_TO DO_
Can you carry on the comment below about democracy and whether the masses are stupid, beginning right after its last sentence?

_SELECTED PASSAGE_


    1. “Reaction’s primary statement on democracy is that most people are stupid, and so for the leadership of nations to be determined by majorities is lunacy.”

      Obviously, at certain points in history, the term “stupid” may apply, but I believe historically, this is actually a derogatory thing to say, although I get your meaning. The masses should not be considered stupid just because they are not able to collectively perform the duty that a worthy authority or specialized elite should be responsible for. The working class, the warriors, the artisans and so forth, should not be considered stupid just because a democratic system asks them to be responsible for something they are not prepared to manage. As Evola said, a shepherd who performs his duty to perfection is superior to a king who underperforms. We would not call the masses stupid because most of them don’t know how to weld, for example. We understand that each person in society has a duty to perform that is geared towards their character and genetic disposition. Furthermore, even “intelligent” people are evidently often incapable of understanding proper decision making in regards to nation building. I don’t mean any disrespect! However, I think this silly argument that “democracy doesn’t work because the masses are stupid,” should frankly be offensive to anyone who understands how a society with a healthy, functioning caste system works. It is like saying, the masses are stupid because most of them don’t even understand how to lead a country!

_DATA_

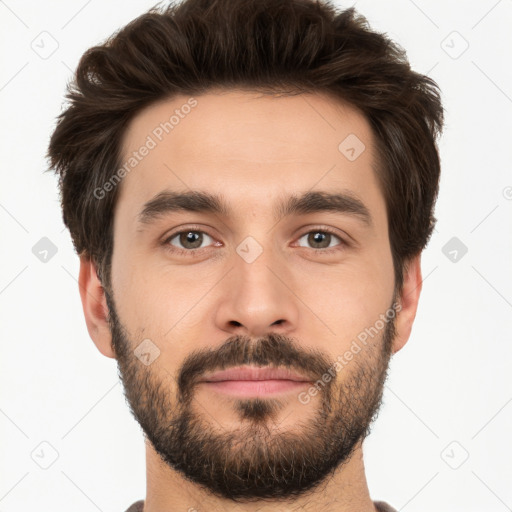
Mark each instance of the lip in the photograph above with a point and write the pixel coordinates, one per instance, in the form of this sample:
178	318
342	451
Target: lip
253	373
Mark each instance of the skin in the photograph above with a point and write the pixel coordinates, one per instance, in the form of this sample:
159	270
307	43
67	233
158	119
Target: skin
254	150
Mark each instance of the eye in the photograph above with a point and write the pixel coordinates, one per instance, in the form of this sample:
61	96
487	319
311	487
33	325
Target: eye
321	240
188	240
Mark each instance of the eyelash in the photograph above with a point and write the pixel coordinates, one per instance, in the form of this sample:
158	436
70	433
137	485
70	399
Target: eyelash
194	252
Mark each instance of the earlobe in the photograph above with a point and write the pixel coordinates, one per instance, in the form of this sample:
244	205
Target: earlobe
409	299
95	307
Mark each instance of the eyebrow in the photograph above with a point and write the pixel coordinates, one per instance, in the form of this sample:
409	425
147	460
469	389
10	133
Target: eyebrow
205	202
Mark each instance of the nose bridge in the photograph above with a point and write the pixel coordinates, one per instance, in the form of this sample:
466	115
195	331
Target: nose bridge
257	299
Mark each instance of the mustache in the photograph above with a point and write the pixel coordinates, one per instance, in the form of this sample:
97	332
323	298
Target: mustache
271	350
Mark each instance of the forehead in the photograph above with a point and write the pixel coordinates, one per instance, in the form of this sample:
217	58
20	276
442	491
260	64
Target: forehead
248	146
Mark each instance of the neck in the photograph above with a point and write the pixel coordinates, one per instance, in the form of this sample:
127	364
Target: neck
345	491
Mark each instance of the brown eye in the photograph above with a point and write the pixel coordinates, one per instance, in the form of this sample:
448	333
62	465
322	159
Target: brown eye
188	240
320	239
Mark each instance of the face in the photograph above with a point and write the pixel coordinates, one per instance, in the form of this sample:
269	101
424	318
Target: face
253	235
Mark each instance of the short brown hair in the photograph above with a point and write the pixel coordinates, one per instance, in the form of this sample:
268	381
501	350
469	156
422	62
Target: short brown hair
270	46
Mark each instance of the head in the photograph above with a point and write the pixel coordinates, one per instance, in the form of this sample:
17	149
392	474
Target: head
250	183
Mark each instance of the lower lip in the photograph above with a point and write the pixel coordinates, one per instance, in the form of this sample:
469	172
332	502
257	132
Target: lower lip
255	387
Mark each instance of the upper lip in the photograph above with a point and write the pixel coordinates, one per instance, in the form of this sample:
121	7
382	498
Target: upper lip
254	373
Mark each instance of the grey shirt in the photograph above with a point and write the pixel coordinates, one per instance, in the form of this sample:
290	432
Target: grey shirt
381	506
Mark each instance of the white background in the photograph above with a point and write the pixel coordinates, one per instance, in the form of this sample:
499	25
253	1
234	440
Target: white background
449	395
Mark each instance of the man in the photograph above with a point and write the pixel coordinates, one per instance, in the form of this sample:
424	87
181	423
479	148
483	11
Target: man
249	186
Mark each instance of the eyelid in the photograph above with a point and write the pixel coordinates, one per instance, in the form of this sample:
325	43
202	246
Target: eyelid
194	228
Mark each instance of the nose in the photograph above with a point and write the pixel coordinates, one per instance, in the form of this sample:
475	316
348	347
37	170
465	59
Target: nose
258	298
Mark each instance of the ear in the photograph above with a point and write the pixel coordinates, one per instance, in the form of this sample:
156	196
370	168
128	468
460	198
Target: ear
95	307
409	299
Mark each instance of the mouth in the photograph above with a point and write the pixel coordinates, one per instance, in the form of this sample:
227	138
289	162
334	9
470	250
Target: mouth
254	381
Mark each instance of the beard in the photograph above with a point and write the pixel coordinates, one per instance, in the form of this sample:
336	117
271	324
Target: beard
257	460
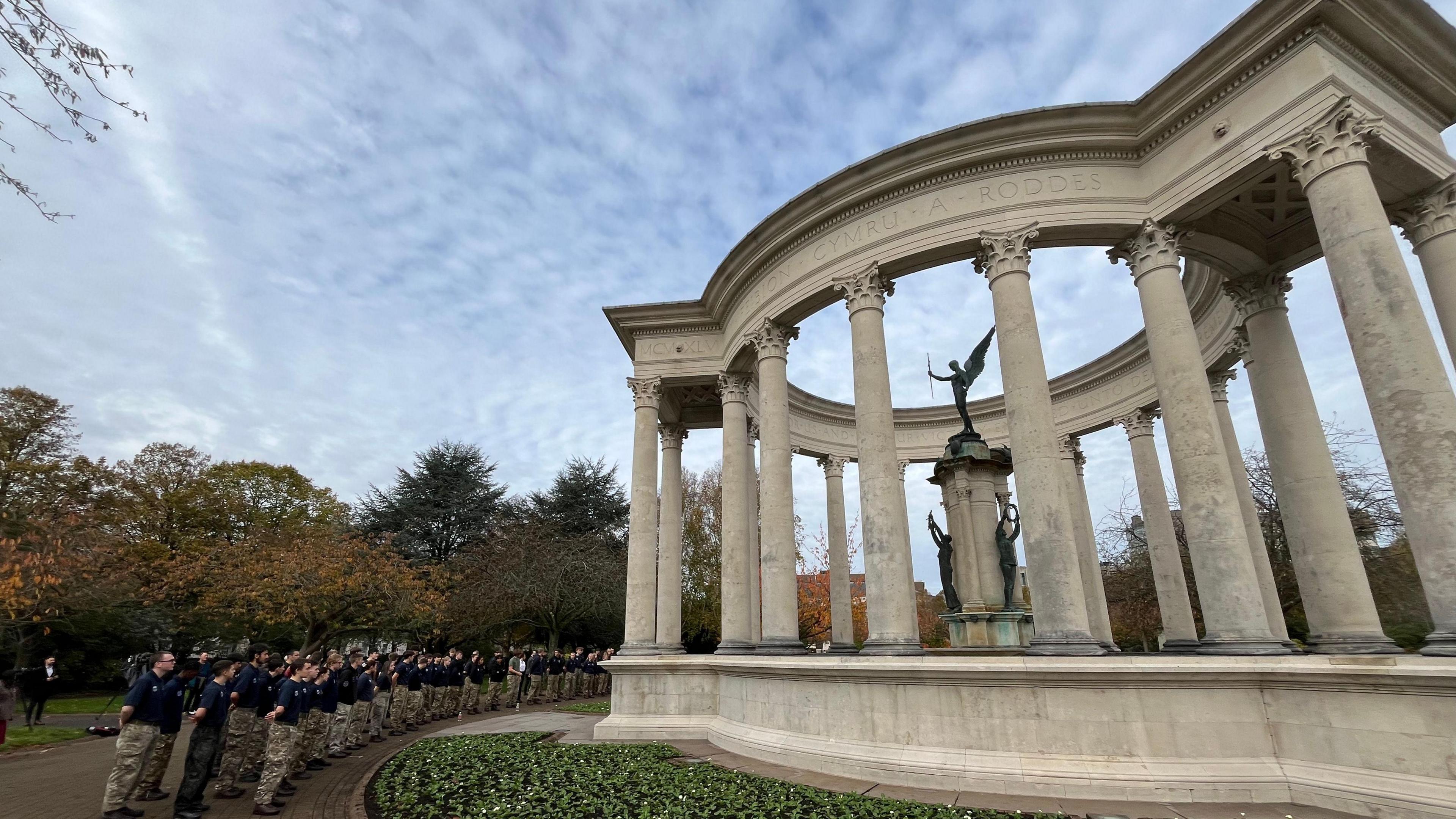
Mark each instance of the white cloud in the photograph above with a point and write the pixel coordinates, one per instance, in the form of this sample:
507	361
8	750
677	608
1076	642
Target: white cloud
353	229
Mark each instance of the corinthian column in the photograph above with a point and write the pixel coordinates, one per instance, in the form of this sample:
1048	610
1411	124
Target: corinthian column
1046	509
736	637
777	550
1088	563
755	573
1400	368
1430	226
1180	633
841	613
1258	551
1323	547
889	588
670	543
641	613
1228	585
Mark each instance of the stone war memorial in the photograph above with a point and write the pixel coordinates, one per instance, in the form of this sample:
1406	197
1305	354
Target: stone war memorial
1304	130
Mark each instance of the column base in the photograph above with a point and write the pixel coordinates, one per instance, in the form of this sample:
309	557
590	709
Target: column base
1244	648
780	646
1065	646
1180	648
1352	645
1440	645
893	648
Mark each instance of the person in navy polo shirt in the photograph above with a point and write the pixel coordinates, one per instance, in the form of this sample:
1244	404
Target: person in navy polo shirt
149	788
244	729
283	735
140	728
207	720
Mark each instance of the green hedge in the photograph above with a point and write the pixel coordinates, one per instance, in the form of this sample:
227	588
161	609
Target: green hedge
603	707
519	776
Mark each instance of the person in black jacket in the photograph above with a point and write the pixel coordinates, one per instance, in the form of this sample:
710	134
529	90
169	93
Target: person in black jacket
555	674
344	712
497	671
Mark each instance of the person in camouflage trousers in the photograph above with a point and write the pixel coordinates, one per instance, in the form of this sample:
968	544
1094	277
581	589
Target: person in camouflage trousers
140	723
284	739
242	722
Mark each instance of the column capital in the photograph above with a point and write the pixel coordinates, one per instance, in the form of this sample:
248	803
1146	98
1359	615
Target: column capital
1260	292
772	340
1139	423
1219	384
867	289
647	392
1241	346
672	435
1340	138
1002	253
1069	448
734	387
1430	216
833	465
1152	248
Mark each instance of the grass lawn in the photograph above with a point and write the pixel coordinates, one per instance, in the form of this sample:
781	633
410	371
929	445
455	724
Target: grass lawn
516	774
21	736
83	704
605	707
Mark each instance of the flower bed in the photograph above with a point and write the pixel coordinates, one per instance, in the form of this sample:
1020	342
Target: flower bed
519	776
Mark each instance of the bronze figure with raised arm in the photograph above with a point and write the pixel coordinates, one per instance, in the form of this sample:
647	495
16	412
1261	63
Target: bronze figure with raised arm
962	380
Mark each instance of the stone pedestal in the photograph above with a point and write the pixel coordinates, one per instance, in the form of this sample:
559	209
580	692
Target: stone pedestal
986	621
995	632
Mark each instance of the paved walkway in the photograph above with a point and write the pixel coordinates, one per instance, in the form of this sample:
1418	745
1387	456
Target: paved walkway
66	781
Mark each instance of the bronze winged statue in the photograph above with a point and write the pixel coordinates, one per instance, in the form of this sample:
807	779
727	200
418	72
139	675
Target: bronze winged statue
962	380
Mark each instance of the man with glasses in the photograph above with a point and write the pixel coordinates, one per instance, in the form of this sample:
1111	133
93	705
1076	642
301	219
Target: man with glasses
140	728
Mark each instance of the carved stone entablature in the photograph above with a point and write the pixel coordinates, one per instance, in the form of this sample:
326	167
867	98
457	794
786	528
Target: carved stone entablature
1005	253
647	392
772	340
865	289
833	465
1340	139
734	387
1152	248
672	435
1219	384
1260	292
1139	423
1430	216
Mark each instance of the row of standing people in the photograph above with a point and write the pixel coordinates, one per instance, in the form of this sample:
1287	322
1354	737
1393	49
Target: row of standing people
273	722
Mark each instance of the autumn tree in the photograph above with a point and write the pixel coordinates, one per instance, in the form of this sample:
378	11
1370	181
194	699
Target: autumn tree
53	546
67	67
702	560
325	582
447	502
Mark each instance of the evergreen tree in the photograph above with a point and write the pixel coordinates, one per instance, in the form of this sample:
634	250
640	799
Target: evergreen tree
449	502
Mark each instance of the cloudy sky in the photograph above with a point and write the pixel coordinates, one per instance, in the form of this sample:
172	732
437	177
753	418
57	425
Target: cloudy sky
353	229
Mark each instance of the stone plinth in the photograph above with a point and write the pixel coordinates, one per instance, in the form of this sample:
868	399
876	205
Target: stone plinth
989	630
969	474
1365	735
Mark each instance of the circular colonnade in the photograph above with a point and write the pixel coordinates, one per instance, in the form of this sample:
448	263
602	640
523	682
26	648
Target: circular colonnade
1304	130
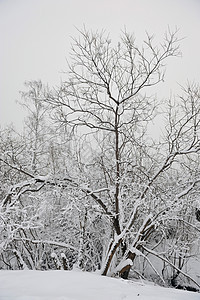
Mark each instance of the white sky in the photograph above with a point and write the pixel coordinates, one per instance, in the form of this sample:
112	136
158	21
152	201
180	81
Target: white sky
35	39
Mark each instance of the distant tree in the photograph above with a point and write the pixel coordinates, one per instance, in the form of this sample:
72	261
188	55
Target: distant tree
105	99
107	192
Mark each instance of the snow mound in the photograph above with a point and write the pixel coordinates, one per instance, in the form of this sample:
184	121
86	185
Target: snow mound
73	285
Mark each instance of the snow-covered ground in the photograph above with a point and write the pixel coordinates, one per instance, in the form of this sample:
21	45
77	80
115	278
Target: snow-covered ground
73	285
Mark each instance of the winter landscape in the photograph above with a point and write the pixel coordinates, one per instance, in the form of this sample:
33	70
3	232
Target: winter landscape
73	285
99	194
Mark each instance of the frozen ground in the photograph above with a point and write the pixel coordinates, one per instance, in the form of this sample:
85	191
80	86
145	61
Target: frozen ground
66	285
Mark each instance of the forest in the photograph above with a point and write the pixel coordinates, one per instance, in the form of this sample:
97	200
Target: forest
87	185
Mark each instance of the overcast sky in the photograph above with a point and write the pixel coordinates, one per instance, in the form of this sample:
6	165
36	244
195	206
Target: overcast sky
35	39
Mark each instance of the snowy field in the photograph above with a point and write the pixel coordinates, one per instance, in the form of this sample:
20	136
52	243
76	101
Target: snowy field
66	285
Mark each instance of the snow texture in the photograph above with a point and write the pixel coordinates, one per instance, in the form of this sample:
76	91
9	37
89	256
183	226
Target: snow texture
72	285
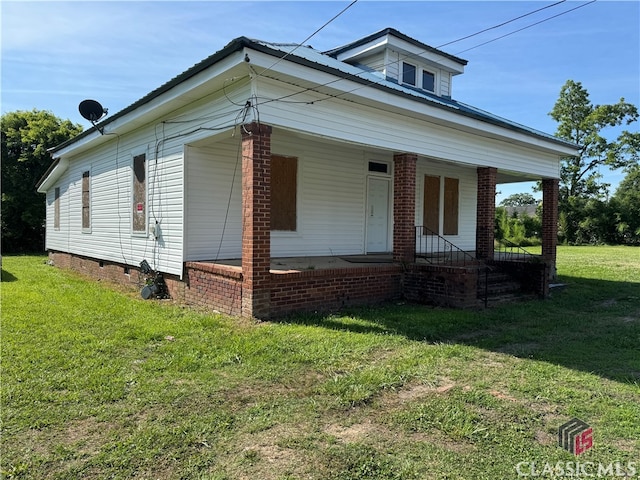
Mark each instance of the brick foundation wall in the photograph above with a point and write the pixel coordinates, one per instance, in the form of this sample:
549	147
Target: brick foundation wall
404	206
98	269
486	212
442	286
256	219
532	276
211	286
331	289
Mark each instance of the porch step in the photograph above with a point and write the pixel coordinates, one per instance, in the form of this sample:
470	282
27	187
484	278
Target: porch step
494	300
499	288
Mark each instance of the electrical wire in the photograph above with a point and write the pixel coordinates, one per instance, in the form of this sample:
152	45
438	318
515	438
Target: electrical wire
370	83
527	26
308	38
244	114
500	25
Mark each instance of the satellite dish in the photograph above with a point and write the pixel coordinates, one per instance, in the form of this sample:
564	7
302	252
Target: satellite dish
92	111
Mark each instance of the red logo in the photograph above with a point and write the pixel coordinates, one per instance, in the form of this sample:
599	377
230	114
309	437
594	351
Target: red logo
575	436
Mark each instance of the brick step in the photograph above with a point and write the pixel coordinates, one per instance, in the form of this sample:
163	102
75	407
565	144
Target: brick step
509	286
494	300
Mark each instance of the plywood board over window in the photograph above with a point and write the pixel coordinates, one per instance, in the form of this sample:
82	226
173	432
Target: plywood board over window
86	198
56	209
450	210
284	193
431	204
139	220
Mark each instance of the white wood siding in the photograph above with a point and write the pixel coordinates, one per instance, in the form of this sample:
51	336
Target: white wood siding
211	190
331	198
330	204
468	187
366	125
111	206
111	236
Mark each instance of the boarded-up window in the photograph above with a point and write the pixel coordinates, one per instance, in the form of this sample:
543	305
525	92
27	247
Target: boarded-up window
431	207
86	199
450	211
139	221
56	209
284	192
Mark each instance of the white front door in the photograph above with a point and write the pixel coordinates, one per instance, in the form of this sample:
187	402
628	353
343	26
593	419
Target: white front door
378	214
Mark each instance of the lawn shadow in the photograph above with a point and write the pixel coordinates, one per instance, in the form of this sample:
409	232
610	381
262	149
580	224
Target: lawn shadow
7	276
589	325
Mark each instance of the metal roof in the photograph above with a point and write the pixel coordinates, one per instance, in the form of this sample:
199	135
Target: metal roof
307	56
393	32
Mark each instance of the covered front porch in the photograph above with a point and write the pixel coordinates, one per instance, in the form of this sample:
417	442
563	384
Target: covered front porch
262	286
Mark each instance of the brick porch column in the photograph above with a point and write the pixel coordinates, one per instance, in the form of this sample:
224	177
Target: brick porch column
256	220
486	212
404	207
550	222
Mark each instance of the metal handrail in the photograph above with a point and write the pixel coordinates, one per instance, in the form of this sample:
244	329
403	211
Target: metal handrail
436	249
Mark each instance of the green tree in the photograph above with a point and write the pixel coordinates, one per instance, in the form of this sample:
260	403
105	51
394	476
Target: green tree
518	200
581	122
625	208
25	138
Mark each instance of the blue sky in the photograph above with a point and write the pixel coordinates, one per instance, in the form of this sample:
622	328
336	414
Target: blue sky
56	54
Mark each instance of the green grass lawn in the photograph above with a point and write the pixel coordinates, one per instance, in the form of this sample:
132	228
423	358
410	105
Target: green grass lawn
98	383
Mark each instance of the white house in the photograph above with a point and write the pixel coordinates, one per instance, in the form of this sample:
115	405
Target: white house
269	150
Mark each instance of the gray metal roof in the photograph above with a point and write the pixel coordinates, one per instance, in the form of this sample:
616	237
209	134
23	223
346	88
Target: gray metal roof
307	56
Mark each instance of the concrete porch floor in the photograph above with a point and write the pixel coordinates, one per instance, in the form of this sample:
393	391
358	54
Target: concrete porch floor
300	264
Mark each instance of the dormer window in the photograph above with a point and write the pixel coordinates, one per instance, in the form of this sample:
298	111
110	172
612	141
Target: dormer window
410	77
428	81
408	73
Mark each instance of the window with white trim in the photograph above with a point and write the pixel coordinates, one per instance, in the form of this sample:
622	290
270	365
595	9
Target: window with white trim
409	73
86	201
139	210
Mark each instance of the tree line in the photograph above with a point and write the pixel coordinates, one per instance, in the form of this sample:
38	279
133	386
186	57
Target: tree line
587	213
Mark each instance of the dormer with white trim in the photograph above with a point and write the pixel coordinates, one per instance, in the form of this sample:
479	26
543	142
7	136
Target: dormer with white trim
403	60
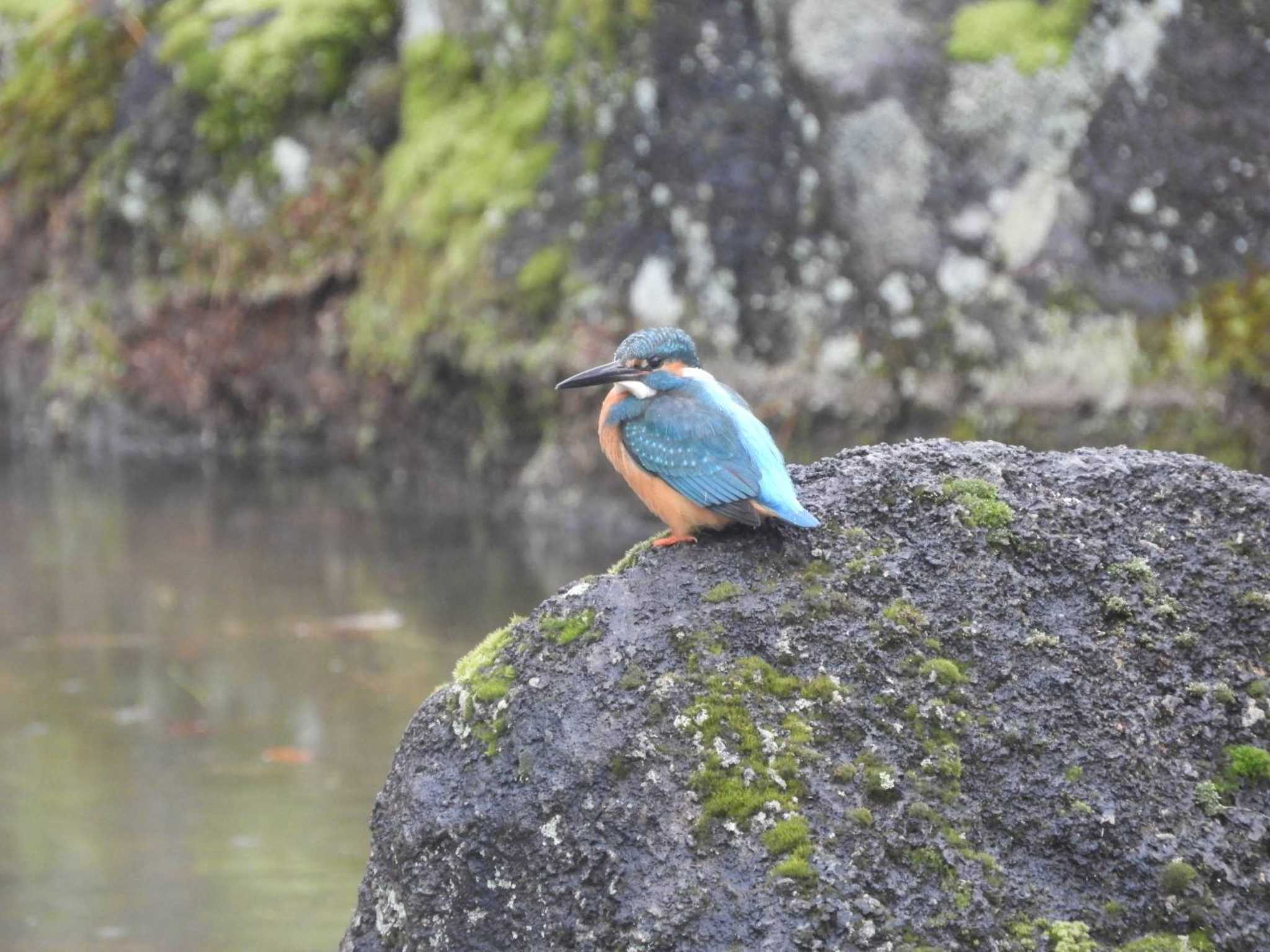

_REPLY TO THE EXERCISE_
      1. Stupid in context. Of course, there are gradients of stupidity, but one cannot expect most people to be able to comprehend what the Brahmin caste can, nor should they. Yes, it was a little derogetory, but you understand what I mean. The masses are not prepared to lead a country, manage its accounts, etc. so they should not vote on it. This does correlate with intelligence among other things (spiritual capacity, sound judgment, etc.) Ideally leaders should be intelligent. It isn’t always necessary, but is more often than not a plus.

        Let us perhaps recategorize it as a certain ‘aptititude’ only possessed by a select few, the aristocracy. Not only are the masses not typically as intelligent as the ruling class, but they also lack the scholarship of the Brahmin caste, for good reason. Who can farm if they are occupied by study? Who can soldier if they are occupied by study?

        You are right, stupid is the wrong word for it. ‘Ill-equipped’ or ‘Ill-suited’ may be better.

    2. You act as if the United States is run as a democracy. I am not alluding to any conspiracy or form of such a thing, but simply that it is a republic in structure but an oligarchy in power. Hillary Clinton does not draw her power from unwashed masses pouring over the Mexican border, nor from obese pigs who grew up on delicious Gen-X rebellion and Feminism. She has very little power in itself. She suckles off power from democracy makers who in turn influence policy makers which shape the direction of the country. Americanist lobbying is everything, in which Plutocracy rules in such a capitalist society.

      And I think the United States was quite great, prior to the 1960s. WWII was something the US should never have been involved in, along with WWI.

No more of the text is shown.